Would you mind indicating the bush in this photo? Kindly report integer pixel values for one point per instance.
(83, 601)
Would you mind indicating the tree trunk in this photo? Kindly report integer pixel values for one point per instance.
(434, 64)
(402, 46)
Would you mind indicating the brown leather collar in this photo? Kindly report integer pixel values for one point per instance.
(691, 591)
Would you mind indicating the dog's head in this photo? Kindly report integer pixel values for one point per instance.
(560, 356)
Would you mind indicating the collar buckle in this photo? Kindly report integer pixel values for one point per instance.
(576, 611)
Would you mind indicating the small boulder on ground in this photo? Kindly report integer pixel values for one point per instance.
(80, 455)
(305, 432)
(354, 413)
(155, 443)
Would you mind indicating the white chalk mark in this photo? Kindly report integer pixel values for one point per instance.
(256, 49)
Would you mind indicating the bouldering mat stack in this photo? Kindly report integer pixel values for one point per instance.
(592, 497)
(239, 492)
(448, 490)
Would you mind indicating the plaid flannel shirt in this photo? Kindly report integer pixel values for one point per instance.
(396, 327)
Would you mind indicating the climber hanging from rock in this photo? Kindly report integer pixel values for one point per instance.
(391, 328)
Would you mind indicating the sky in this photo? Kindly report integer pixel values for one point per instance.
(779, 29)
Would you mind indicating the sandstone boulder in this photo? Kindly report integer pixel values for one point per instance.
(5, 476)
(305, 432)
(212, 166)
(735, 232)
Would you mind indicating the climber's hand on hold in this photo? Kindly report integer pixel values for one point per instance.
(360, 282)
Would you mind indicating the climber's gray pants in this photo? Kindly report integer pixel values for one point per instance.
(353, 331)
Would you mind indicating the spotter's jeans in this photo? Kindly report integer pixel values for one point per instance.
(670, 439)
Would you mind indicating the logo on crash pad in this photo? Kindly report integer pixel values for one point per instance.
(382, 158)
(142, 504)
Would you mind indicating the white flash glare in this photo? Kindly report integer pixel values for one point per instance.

#### Problem description:
Print out the full listing above, word for word.

#### Result:
Would you mind indicating the bush in this photo? Kindly report integer pixel values for one point per instance.
(83, 601)
Would you mind indicating the tree trunk in this photo? Kindly report integer pixel values for one point per instance.
(434, 64)
(402, 46)
Would you mind indicating the brown leather collar in this photo? Kindly report integer pixel values for one point per instance.
(691, 591)
Would you mind indicating the dog's head in this photo? Kindly report integer pixel values for one point per instance.
(560, 356)
Would you mind indicating the collar buckle in this photo? Kindly report integer pixel values for one point per instance.
(576, 611)
Would you mind indicating the small boulder on ground in this photo? Kindly report integer pixel values for one point per instance.
(80, 455)
(305, 432)
(354, 413)
(155, 443)
Would you mind indicating the white chalk mark in this photo? Kindly report integer pixel values for one point per instance.
(256, 49)
Would you mind indicating the bouldering mat stack in this photo? Kindly report integer pixel values for one point per instance.
(592, 497)
(239, 492)
(448, 490)
Would you mind indicating the plaid flannel shirt in this photo? Kindly report integer pixel values for one point per instance.
(396, 327)
Would you mind indicating the climber hanging from rock in this photo? Kindly report integer pixel values for one point per instance.
(391, 328)
Would you mind indicating the sky in this photo? Kindly report integer pixel values for one point per instance.
(779, 29)
Would you mind indicating the sandstone boulder in this photo? Kindly report integer pixel values for one point per instance.
(5, 476)
(305, 432)
(212, 166)
(735, 232)
Would you mind indicating the climber's hand on hold in this photo? Kindly report integer pixel values for one point per instance.
(360, 282)
Would you mind indicating the climber's gray pants in this photo? Kindly report integer pixel values for one point per instance.
(353, 331)
Would you mind indicating the spotter's jeans in this photo? Kindly report integer pixel values for one point per instance.
(670, 439)
Would you mind indicating the logo on crash pad in this photo? Kindly report integer pixel values for one point per instance.
(382, 158)
(142, 504)
Would you mind indicating the white flash glare in this photo? Kindly report integer pixel values for one point per instance.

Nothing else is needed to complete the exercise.